— Task directions —
Reproduce all the entries exactly and keep the pictures out.

________________________________________

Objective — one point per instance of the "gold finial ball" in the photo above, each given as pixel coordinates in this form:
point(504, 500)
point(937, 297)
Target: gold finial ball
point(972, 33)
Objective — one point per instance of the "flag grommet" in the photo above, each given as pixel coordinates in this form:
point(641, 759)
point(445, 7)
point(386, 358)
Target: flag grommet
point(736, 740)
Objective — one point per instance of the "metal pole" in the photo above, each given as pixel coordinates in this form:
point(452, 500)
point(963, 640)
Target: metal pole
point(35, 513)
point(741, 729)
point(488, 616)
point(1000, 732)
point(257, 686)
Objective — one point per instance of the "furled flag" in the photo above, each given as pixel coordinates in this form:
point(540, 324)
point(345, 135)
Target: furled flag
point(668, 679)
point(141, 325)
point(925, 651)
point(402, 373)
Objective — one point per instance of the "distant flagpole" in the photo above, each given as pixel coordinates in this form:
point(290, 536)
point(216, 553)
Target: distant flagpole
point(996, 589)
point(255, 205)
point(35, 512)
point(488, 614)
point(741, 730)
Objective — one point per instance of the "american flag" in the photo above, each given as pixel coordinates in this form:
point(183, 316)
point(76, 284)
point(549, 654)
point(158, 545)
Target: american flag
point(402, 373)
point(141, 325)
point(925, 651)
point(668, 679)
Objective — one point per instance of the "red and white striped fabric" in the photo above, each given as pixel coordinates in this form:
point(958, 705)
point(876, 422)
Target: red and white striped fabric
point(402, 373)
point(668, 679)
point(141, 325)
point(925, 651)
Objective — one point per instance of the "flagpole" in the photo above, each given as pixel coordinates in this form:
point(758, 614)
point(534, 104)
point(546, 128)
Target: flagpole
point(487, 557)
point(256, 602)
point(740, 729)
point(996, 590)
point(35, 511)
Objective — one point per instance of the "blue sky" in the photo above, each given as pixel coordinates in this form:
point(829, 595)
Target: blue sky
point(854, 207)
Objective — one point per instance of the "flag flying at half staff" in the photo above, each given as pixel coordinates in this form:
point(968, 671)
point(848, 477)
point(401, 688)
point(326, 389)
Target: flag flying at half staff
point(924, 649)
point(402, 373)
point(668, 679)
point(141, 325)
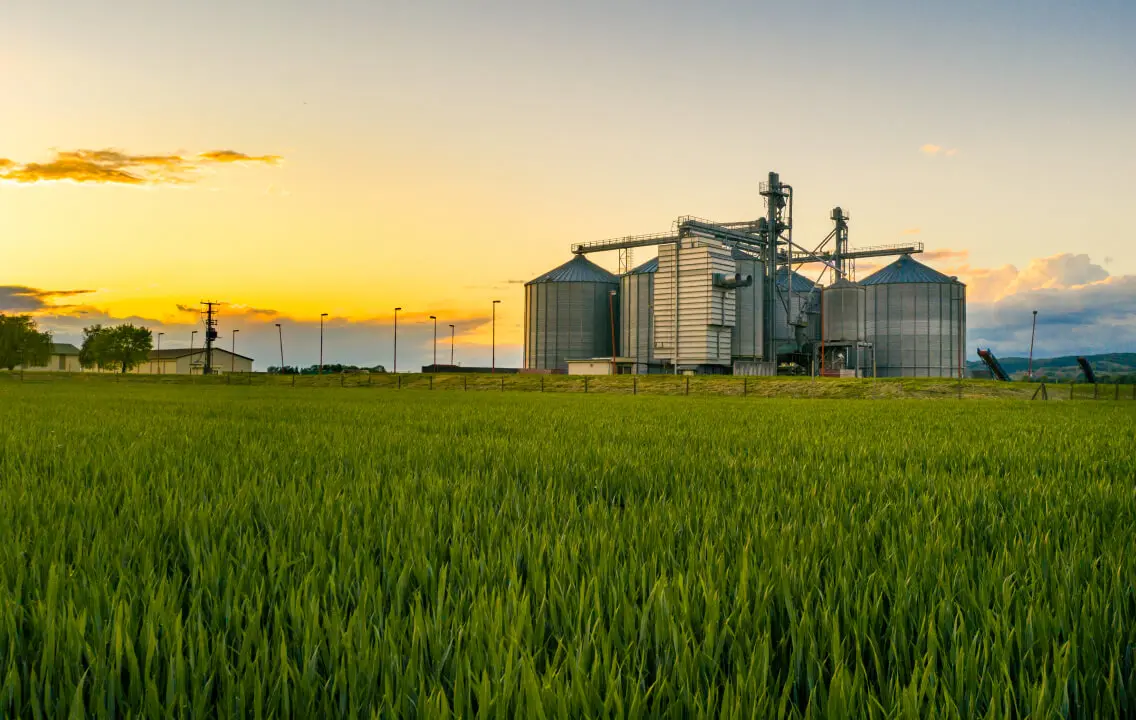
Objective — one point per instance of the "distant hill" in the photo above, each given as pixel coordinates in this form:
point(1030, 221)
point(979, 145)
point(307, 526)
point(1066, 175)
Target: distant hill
point(1065, 368)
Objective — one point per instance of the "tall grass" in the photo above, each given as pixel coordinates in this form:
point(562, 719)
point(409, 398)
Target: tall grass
point(259, 552)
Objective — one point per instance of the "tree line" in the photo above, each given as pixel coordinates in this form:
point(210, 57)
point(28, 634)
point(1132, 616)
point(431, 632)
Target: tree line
point(119, 348)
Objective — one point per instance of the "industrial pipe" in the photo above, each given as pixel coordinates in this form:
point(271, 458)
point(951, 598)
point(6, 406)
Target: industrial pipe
point(732, 282)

________________________________________

— Result of this exercise —
Objective — one point per instance of the "gold finial ball" in the photo above, each given as pixel coordinates in this form:
point(504, 500)
point(937, 297)
Target: gold finial ball
point(972, 33)
Objective — one point per instance of the "flag grommet" in the photo above, each given as pixel coordinates in this form:
point(641, 759)
point(445, 7)
point(386, 358)
Target: flag grommet
point(736, 740)
Objective — one point per instance of the "metal pole" in the photo above, each given as pixel coordinates in this form:
point(452, 500)
point(963, 640)
Target: metal pole
point(35, 513)
point(741, 729)
point(488, 616)
point(1000, 732)
point(257, 686)
Objective — one point per instance of the "furled flag" in the photo above, each given as pixel coordinates in this form:
point(540, 324)
point(345, 135)
Target: furled flag
point(668, 679)
point(141, 325)
point(925, 651)
point(402, 373)
Objective — one point per instance of the "distant flagpole" in the photo above, each given as pixel coordinates in this form:
point(290, 536)
point(216, 553)
Target: distant flagpole
point(996, 589)
point(255, 205)
point(35, 512)
point(488, 614)
point(741, 730)
Objective — one point per instance of the "american flag" in the photo above, each given as pixel coordinates in this form:
point(183, 316)
point(76, 284)
point(549, 654)
point(158, 545)
Target: american flag
point(402, 373)
point(141, 325)
point(925, 651)
point(668, 679)
Objective — one point per instance of the "red and white striped fabric" in the photo above, each given as pixel coordinates in this form:
point(958, 705)
point(876, 422)
Target: red and white striped fabric
point(402, 373)
point(668, 679)
point(141, 325)
point(925, 651)
Objective — one point per instance of the "flagpole" in the photo above, each given as pixel coordinates in this form:
point(758, 614)
point(534, 104)
point(546, 128)
Target: flagpole
point(487, 557)
point(256, 602)
point(740, 729)
point(996, 590)
point(35, 511)
Objective — one point per instance of the "blue sky" in the photo above, each given as pixel coordinates in this form:
point(829, 595)
Target: blue sky
point(854, 207)
Objective — one point per instance of the "flag flying at half staff" in the photo above, each given as pixel coordinates in this form:
point(968, 671)
point(848, 477)
point(401, 688)
point(326, 389)
Target: flag flying at half staff
point(924, 649)
point(402, 373)
point(668, 679)
point(141, 325)
Objective — one point per instance of the "distant hill" in the photo above, each given as pixel coordinates in this form:
point(1030, 221)
point(979, 145)
point(307, 526)
point(1066, 175)
Target: distant hill
point(1065, 368)
Objective — one point per instance of the "tall grass" in the photo above, each given as pixel coordinates in this form:
point(562, 719)
point(409, 398)
Target: tall grass
point(259, 552)
Objective — one point per instance of the "tree line" in the photo above, each given as pixel coordinates in this form:
point(210, 57)
point(28, 634)
point(1132, 616)
point(431, 632)
Target: tree line
point(119, 348)
Objective — one point per instance of the "industrial pipe" in the photo above, each given as pixel coordinates in this form:
point(271, 458)
point(951, 598)
point(6, 406)
Target: industrial pipe
point(732, 282)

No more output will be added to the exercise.